Tasks to carry out
1. According to the pandas notes, what should you use if you truly must iterate over rows?
2. From the pandas notes, return everything from "Let me close" down to "of everything today.", copied word for word.

Passage
++++
A few performance and memory notes round this out. For low-cardinality repeated strings, like a status column with a handful of distinct values, convert to the category dtype, which stores integer codes plus a lookup and saves memory while speeding up groupby; that's distinct from the high-cardinality Arrow-backed string default. Method chaining with assign makes readable pipelines, where you query, then assign a new computed column with a lambda, then group and aggregate, all in one flowing expression, and it pairs naturally with Copy-on-Write. On performance: never use iterrows, which is a Python loop that boxes each row into a Series; use itertuples if you truly must iterate, but really you should vectorize. Prefer column arithmetic, the string and datetime accessors, groupby, and merge over apply. The PyArrow backend gives you faster input-output, less memory, nullable types, string operations that can be five to ten times faster, and up to roughly fifty percent less memory on text. Downcasting dtypes and using the category type shrink memory further.

Let me close by connecting all of this to where the course goes next, because that's the whole point of today. The shape the next episodes assume is this: you load, clean, and engineer your data in pandas, then split it into X, the feature matrix, and y, the target, then hand NumPy arrays to scikit-learn or to your own math. Splitting X and y is as simple as dropping the target column to get X and selecting the target column to get y. To cross the boundary back into NumPy you call to-numpy, which is preferred over the older dot-values attribute, and you can ask for a specific dtype like float32. Scikit-learn often accepts DataFrames directly and even preserves your feature names, but under the hood it's NumPy plus BLAS, which is the full-circle payoff of everything today.
++++
Source excerpt

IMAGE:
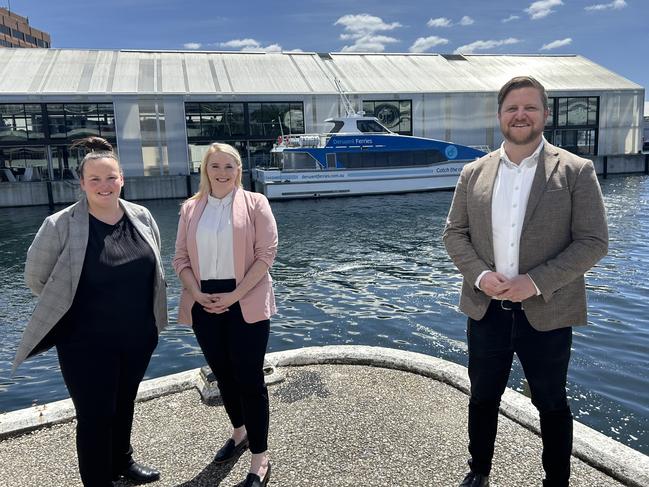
++++
Answers to the problems
1. itertuples

2.
Let me close by connecting all of this to where the course goes next, because that's the whole point of today. The shape the next episodes assume is this: you load, clean, and engineer your data in pandas, then split it into X, the feature matrix, and y, the target, then hand NumPy arrays to scikit-learn or to your own math. Splitting X and y is as simple as dropping the target column to get X and selecting the target column to get y. To cross the boundary back into NumPy you call to-numpy, which is preferred over the older dot-values attribute, and you can ask for a specific dtype like float32. Scikit-learn often accepts DataFrames directly and even preserves your feature names, but under the hood it's NumPy plus BLAS, which is the full-circle payoff of everything today.